What to work on - Arrange everything from the line containing "[indicate] the dense" down to the end of the items as a two-column CSV headed text and answer. Give one row per item, put each field in quotation marks, and replace line breaks with spaces.

[Recorded data]
** Start **

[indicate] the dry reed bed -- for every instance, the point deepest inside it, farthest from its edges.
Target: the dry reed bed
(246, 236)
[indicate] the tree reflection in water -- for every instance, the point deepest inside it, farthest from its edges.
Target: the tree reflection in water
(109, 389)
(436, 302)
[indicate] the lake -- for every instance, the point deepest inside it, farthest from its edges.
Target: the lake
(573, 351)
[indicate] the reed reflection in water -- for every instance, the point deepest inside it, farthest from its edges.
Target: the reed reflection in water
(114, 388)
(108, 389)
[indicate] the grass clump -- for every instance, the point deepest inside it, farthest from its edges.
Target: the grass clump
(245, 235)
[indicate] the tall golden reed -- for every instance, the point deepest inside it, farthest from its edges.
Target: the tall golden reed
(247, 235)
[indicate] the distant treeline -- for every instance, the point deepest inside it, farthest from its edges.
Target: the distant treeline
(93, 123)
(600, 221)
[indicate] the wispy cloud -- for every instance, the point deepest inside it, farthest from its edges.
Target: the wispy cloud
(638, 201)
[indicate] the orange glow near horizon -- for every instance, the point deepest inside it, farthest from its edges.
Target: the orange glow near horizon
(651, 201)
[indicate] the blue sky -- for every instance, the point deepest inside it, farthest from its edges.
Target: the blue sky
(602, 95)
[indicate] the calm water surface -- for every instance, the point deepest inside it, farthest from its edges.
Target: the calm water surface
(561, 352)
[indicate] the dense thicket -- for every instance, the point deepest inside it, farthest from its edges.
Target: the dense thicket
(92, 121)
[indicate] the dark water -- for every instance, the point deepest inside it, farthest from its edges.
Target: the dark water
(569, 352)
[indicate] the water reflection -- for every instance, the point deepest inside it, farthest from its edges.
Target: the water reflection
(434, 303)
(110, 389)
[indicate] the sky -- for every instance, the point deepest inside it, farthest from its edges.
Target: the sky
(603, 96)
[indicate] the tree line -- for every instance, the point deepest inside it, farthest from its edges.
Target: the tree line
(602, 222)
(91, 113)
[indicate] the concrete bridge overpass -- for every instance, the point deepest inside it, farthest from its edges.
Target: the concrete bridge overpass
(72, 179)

** End **

Exercise result -
text,answer
"[indicate] the dense thicket -- for every instance, the point deepest inside it, farthest from its edges. Target: the dense thicket","(92, 121)"
"[indicate] the dark water -- for every instance, the point deepest inside it, farthest from its edges. Target: the dark water","(569, 352)"
"[indicate] the water reflection -- for every instance, the point deepest inside it, farthest from its edges. Target: the water reflection","(434, 303) (110, 389)"
"[indicate] the sky -- for every instance, the point deepest inside it, farthest from its edges. Target: the sky","(603, 96)"
"[indicate] the tree line -- for every instance, the point deepest inside it, farthest from its edges. Target: the tree line","(602, 222) (91, 113)"
"[indicate] the concrete bridge overpass -- for every instance, the point deepest inside it, farthest from its edges. Target: the concrete bridge overpass","(72, 179)"